### [Task instructions]
What follows is a set of entries. Give them again exactly, without the pictures.

### [Information supplied]
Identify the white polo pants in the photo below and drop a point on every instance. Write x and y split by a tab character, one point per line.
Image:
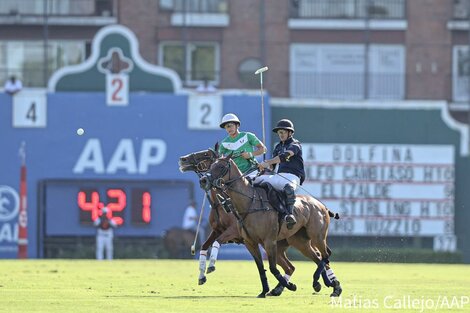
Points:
104	243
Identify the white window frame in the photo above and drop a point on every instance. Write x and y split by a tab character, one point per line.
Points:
190	45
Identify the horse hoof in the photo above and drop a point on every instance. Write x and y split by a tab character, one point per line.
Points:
202	280
337	290
277	291
291	287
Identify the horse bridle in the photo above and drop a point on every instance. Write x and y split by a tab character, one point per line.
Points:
219	182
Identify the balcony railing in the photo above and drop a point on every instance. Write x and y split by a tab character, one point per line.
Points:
348	86
348	9
56	7
195	6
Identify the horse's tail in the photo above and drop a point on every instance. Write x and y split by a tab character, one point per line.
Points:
334	215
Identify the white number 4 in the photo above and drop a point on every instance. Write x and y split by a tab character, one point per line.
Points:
30	109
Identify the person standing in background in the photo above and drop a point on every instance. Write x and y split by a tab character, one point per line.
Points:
104	235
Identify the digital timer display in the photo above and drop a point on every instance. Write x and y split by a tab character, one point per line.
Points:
90	203
139	207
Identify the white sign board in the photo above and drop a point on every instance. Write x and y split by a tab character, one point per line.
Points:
117	89
204	111
384	190
30	109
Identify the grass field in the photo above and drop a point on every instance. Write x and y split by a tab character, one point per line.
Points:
171	286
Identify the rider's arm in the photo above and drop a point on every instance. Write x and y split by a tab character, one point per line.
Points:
284	157
261	149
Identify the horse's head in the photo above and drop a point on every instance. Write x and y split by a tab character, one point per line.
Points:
222	172
198	162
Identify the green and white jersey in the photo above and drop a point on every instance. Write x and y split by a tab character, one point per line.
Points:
244	142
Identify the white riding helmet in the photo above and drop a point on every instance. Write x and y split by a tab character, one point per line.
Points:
229	118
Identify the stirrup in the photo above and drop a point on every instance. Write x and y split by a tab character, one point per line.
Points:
290	221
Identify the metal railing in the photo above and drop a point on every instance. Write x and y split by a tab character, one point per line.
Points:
348	9
195	6
351	86
56	7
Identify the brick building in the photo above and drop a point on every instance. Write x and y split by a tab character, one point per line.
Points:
319	49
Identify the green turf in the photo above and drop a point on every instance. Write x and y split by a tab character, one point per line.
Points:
171	286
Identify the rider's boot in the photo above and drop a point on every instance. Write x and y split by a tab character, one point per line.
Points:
290	201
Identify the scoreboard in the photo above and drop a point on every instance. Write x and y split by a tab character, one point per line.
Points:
385	190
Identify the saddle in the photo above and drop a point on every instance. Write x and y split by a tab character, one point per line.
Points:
277	199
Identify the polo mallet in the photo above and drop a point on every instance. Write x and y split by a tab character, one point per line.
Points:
260	72
193	247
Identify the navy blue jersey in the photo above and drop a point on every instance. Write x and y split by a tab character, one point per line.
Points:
294	164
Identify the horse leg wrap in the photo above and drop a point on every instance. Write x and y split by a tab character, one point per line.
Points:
319	270
326	279
281	279
290	201
264	281
202	263
214	253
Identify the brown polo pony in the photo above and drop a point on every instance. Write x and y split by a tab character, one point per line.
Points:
223	224
258	223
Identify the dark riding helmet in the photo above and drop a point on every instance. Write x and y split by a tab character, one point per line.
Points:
284	124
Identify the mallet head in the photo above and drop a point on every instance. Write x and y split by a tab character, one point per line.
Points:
261	70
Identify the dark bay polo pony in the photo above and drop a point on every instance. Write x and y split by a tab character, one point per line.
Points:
224	225
258	224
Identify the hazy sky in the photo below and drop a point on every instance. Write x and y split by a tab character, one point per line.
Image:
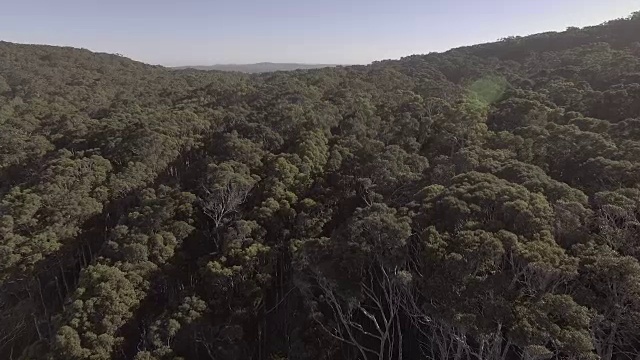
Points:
329	31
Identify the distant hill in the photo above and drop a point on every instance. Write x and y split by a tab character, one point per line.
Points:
258	67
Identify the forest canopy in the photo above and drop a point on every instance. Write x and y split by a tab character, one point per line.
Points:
482	203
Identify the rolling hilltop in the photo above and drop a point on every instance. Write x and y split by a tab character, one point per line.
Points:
258	67
482	203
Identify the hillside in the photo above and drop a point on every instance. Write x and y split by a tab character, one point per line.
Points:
258	67
482	203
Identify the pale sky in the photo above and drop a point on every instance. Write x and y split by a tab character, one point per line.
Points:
199	32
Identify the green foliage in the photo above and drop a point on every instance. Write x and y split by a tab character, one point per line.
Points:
482	203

### [Task result]
Identify the white polo pants in the photo below and drop a point on every instance. Write x and y split by a tab character, one point per line.
Image:
Points:
104	243
Identify the white window frame in the photo above and drop a point on every instance. Write x and y split by a tab character, one point per line.
Points:
190	45
Identify the horse hoof in the photo above and drop a point on every instance. Write x and y split by a tab character, one point per line.
Points:
202	280
337	290
277	291
291	287
Identify the horse bridle in the photo above and drop a point on every instance. Write x and y split by a tab character, one point per line.
Points:
219	182
Identify the balcony railing in the photo above and drop a point on every instance. Write x and y split by a tab character, one point per line.
Points:
348	86
348	9
56	7
195	6
Identify the horse's tail in the photo above and drop a point on every instance. Write x and y split by a tab character, one point per line.
Points:
334	215
Identify the white number 4 in the photo above and drop a point on every instance. Write x and y split by a tab character, one point per line.
Points:
30	109
Identify the person standing in background in the photo above and drop a point on every instance. Write x and y split by a tab character, one point per line.
Points:
104	235
Identify the digital timer display in the photo above and drop a point on every instance. Write x and y split by a tab character, one point per line.
Points:
90	203
139	207
Identify the white sign board in the photo above and drop a point on every instance. Write x and y split by a tab character, one point per line.
Points:
117	89
204	111
384	190
30	109
Identify the grass field in the photo above and drop a point on every instance. Write x and y split by a tab character, one point per line.
Points:
171	286
Identify the rider's arm in the photo above and drop a point on every instance. Write x and y split by a tab character, one point per line.
Points:
284	157
261	149
Identify the horse's head in the photo above and drop a point on every instance. Write x and y split by a tab character, one point per line.
Points:
222	172
198	162
Identify the green and white jersey in the photo above and drop a point on every instance. Write x and y split by a tab character, one point per line.
Points:
244	142
Identify the white riding helmet in the photo above and drop a point on every instance. Write x and y split by a tab character, one point per line.
Points:
229	118
Identify the stirrup in the photo above and drop a point on every instance. Write x and y split by a tab character, one point per line.
Points:
290	221
Identify the metal railing in the photo above and drop a point on every instance. Write x and y split by a tab character, one point per line.
Points:
348	9
195	6
351	86
56	7
Identify the brick building in the photo above and drop a point on every instance. Write x and y split by a tab character, one point per line.
Points:
319	49
Identify the green turf in the photo above and drop a point on every instance. Write x and y split by a tab character, one point per line.
Points:
171	286
Identify the rider's boot in the photo above and drop a point on every instance. Write x and y split by a tab character, one point per line.
Points:
290	201
Identify the scoreboard in the photo above and drop a point on every instance. Write x and y split by a tab character, one point per line.
Points:
385	190
Identify the saddle in the photo above and drop a point on every instance. Write x and y split by a tab character, one point per line.
Points:
277	199
Identify the polo mallet in the photo above and drop a point on every instance. Write x and y split by a tab character, one point per line.
Points:
260	72
193	247
Identify the navy blue jersey in the photo above and drop a point on every instance. Write x and y split by a tab character, one point per line.
Points:
294	164
Identify the horse leg wrap in the photo above and drop a point on every instance. Write x and y split by a tab character, one point per line.
Points:
319	270
326	279
281	279
290	201
264	281
202	263
214	253
Identify the brown polo pony in the photo above and drop a point on every instance. Write x and y split by a tab character, one point per line.
Points:
223	224
258	223
Identify the dark riding helmet in the photo above and drop a point on every instance. Write x and y split by a tab character, one point per line.
Points:
284	124
Identify the mallet head in the photo above and drop a point on every instance. Write x and y split by a tab character, one point per line.
Points:
261	70
Identify the dark bay polo pony in the photo above and drop a point on every instance. Write x and y split by a tab character, one point per line.
Points:
224	225
258	224
Identify the hazy sky in the photo below and drop a point on every instance. Write x and y split by a tab character, one point per line.
Image:
Points:
329	31
Identify the distant hill in the photo above and drop a point on every instance. Write x and y split by a tab character, one point per line.
Points:
258	67
Identify the forest canopy in the photo above and drop a point on every instance. Write x and y split by a tab character, one point per line.
Points:
482	203
Identify the rolling hilltop in the photo above and drop a point on every instance. Write x and y split by a tab character, one point per line.
Points:
258	67
482	203
Identify the hillside in the photo above and drop a point on every instance. Write x and y split by a tab character, one point per line.
Points:
258	67
482	203
Identify the pale sky in the photo above and drop a point on every instance. Write x and y split by a tab character, one point per line.
Points:
199	32
Identify the green foliage in the photo above and drop a point on every instance. Write x and y split by a tab character, one point per line.
Points:
482	203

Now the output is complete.